### Exercise passage
————————

HSV: In this edition — keep doing your makeup! I don’t want to make you late for the show — this is the Winter 2023-24 edition of Haight Street Voice #18, I can’t believe it!

CT: Eighteen? That’s amazing! That’s now a legal minor! [laughter]

HSV: It’s about Bill Graham who was the music promoter here in the ‘60s and all of that. San Francisco would not be the same without Bill Graham: The Grateful Dead, Janis Joplin — the whole thing. The Mime Troupe, he was supporting the arts, he was supporting music, anything goes, let’s bring people together. He was doing benefits for the Haight Ashbury Free Clinic because kids were coming from all over the world and they were lost. So my point is, this edition is dedicated to Bill Graham for that. It’s about the apple at the Fillmore. It’s about survival because he escaped Nazi Germany when he was 12, and he had to go to the apple orchard next store and steal apples to feed these young boys who were in school with him. 

Long story short: It’s about survival, it’s about acceptance, it’s about fun, music, celebrating being alive, being grateful — all of that. I just wanted to say I’m really excited you’re in this edition is my point! I have covered some gay and LBGTQ and all of that, but this is Trax! We’re right here in the Haight, folks! 

CT: 100 percent! That’s exactly what we’re trying to do here: It’s all about celebration. There are so many things in this world we can get hung up on that when we bog ourselves down and take away the best part of our spirit — for me one of my missions and purposes in life is to uplift people and lighten the load. 

Celebration is the name of the game. Like I’ll throw a party for the opening of an envelope.

HSV: [laughter] So tell us now what’s going on with the makeup here.  [CUT at 4:20]

[BACK at 5:00] This might be a good moment to tell them about your retreat.

————————

### Information provided
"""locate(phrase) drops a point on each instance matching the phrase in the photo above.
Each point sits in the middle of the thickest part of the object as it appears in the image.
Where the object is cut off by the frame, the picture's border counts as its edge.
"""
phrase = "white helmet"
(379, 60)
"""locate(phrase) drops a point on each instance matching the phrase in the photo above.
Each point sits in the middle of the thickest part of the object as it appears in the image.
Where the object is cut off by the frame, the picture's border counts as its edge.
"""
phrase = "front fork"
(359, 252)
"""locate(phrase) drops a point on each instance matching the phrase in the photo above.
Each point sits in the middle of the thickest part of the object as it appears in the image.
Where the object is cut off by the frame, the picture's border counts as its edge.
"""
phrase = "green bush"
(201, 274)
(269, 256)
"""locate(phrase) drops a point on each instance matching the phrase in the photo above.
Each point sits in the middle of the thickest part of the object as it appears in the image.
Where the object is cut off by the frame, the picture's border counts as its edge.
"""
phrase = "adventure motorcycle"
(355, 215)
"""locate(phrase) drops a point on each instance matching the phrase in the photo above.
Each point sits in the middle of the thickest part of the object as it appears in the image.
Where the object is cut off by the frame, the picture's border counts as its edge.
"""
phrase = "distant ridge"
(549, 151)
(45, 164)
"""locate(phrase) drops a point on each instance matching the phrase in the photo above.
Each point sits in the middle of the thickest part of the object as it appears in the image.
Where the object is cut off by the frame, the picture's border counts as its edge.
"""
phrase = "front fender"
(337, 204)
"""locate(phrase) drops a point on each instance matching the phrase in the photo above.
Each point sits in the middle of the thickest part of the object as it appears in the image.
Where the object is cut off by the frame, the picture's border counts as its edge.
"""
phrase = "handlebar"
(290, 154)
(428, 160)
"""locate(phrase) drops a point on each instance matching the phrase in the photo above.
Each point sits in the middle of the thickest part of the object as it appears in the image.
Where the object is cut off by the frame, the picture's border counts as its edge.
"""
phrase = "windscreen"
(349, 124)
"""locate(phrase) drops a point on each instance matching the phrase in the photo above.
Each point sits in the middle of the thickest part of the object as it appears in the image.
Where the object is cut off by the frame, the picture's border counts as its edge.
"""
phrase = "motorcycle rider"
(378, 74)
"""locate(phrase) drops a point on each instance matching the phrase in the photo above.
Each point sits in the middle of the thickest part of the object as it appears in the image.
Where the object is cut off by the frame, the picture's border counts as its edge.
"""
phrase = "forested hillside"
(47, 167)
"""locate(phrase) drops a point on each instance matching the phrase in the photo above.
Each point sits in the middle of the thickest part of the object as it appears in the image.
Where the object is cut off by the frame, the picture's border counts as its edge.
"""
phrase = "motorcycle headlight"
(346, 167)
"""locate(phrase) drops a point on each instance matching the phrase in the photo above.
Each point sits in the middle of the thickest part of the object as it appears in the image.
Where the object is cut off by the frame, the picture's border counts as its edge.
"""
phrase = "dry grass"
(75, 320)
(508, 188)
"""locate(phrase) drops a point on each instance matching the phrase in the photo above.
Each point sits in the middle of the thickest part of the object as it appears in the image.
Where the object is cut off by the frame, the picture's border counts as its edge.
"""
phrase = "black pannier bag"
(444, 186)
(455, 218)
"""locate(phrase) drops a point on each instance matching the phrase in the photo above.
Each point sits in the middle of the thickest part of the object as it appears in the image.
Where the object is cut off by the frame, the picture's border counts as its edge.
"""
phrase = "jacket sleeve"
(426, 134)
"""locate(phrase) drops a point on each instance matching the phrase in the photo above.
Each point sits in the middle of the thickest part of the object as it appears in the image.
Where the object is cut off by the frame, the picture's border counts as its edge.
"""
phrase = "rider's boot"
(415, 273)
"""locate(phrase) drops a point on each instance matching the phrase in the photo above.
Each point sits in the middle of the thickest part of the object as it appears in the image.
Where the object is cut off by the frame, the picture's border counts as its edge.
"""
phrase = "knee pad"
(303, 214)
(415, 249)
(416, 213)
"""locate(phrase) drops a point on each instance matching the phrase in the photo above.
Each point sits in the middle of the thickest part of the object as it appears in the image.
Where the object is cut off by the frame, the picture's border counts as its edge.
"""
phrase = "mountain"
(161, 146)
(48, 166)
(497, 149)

————————

### What the task requires
Continue the Haight Street Voice interview from its final line, with CT telling about the retreat.

### Written response
CT: One thing that I’m SUPER excited about is I am starting my own retreat, it’s happening in Mendocino. It’s called “The DIVA Retreat” and “DIVA” stands for: Drag Is Very Affirming. It’s going to be a discover-your-own-drag-persona retreat space. It’s happening February 16th through the 19th at Spirit Camp by Albion, California up in Mendocino County. It’s going to be a great retreat for people that have ever been interested in drag or just want to get out and get into a community in a playful way. 

HSV: I love it. How many are going to be in that? Is is sold out? 

CT: The cap is at 15 people. We’re still accepting applications. You can just do that right on my website which is caseyftrujillo.com/diva-retreat.

[powder patting] I’m blending all of this out.

HSV: You blend. I’m sipping. [laughter]

CT: I love that! 

[back to makeup application]

HSV: [10:38] What kind of other art do you do? 

CT: [10:47 mark]: I’ve always been a performer ever since I was a little kid. I performed in the school plays, I was part of competitive speech, I was in band, I was in choir, I also dabbled a little bit in visual arts as a kid, but then I went to theater as well. 

Being a performer is at the core of who I am. And then, like I said, when I came to San Francisco I ended up performing with an improv group. So then I was dabbling in improvisational theater as well, character acting. But through that process of drag and through character acting, I discovered that through the use of makeup, my body was merely canvas and the makeup was just paint. So that’s really where I stretched myself artistically in the body painting. I have been body painting for years. One of the things that I’m really proud of is that one of my body paints recently made it into Dan Savage’s “Hump Film Fest”, the porn film festival that goes nationwide. I painted 2 of my friends as a collective art piece, and it was touring all year this year!  

HSV: Wow. Congratulations! 

CT: Thank you!

HSV: That’s awesome.

What instrument do you play?

CT: Trombone. And sometimes I actually bring it out in my drag show. It’s really really fun. 

HSV: Speaking of which, is this going to be a holiday-themed show?

CT: Yes! It will be a holiday-themed show!

HSV: And if you wanna see it, well, I’m gonna show it to you, Ladies & Gentlemen!

CT: It’s gonna be so fun! Peace! 

HSV: And … out! [pan to closeup of Divine photo, Trax sign, the festive room] Alright y’all. Peace!